Materials provided Block Start
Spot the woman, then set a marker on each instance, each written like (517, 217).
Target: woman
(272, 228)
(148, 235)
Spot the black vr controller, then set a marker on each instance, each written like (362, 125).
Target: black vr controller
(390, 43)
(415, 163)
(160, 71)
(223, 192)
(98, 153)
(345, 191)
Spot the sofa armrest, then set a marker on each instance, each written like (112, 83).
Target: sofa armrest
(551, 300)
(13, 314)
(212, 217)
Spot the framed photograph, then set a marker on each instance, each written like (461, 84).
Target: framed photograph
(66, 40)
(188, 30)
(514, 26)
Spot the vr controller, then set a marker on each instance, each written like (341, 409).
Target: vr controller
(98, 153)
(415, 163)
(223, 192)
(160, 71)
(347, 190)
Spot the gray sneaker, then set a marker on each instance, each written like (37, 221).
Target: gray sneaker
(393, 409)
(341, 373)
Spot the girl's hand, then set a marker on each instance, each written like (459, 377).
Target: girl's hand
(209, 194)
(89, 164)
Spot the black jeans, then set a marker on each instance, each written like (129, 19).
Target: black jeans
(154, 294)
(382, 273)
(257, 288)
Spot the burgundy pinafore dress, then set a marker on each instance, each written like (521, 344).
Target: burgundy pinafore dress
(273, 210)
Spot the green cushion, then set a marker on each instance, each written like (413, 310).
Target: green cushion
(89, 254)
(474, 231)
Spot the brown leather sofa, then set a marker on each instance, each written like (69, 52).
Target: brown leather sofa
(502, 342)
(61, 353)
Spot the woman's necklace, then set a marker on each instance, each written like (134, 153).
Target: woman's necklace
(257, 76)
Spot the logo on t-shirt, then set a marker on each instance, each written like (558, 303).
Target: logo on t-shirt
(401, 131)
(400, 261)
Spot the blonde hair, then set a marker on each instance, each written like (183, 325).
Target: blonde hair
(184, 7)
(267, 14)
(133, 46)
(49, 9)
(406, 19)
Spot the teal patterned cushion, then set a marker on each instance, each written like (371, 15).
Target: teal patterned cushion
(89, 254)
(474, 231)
Materials provided Block End
Work instruction:
Transcribe only the trailing portion of the entries above: the line that contains "Spot the gray" and each line after it.

Task response:
Spot the gray sneaker, then set a marker on each instance, each written like (37, 221).
Target: gray sneaker
(393, 409)
(341, 373)
Spot the girl's hand, then set a marker on each instance, each written like (459, 377).
Target: girl's hand
(209, 194)
(89, 164)
Spot the black jeans, then set a marker on each instance, each written like (129, 19).
Target: black jeans
(154, 294)
(382, 273)
(257, 288)
Spot the burgundy pinafore dress, then set a marker on each instance, each written like (521, 344).
Target: burgundy pinafore dress
(273, 210)
Spot the green cushion, then set a marker on each instance, each written like (413, 310).
Target: green cushion
(89, 254)
(474, 231)
Spot the brown leather sofa, then set a marker on each instance, each written like (69, 52).
Target: brown leather sofa
(502, 342)
(61, 353)
Spot the woman's necklace, then set a marker on each instance, each written like (134, 153).
Target: woman's necklace
(257, 76)
Spot the logo on t-shirt, then set a marker on each instance, each written like (558, 303).
Target: logo on t-shirt
(401, 131)
(400, 261)
Spot the blonde hair, then set a marker on each instance, each written like (183, 325).
Target: blonde hair
(184, 7)
(267, 14)
(133, 46)
(49, 9)
(406, 19)
Spot the teal patterned cushion, then set a marker on each instance, each written like (371, 15).
Target: teal patterned cushion
(89, 254)
(474, 231)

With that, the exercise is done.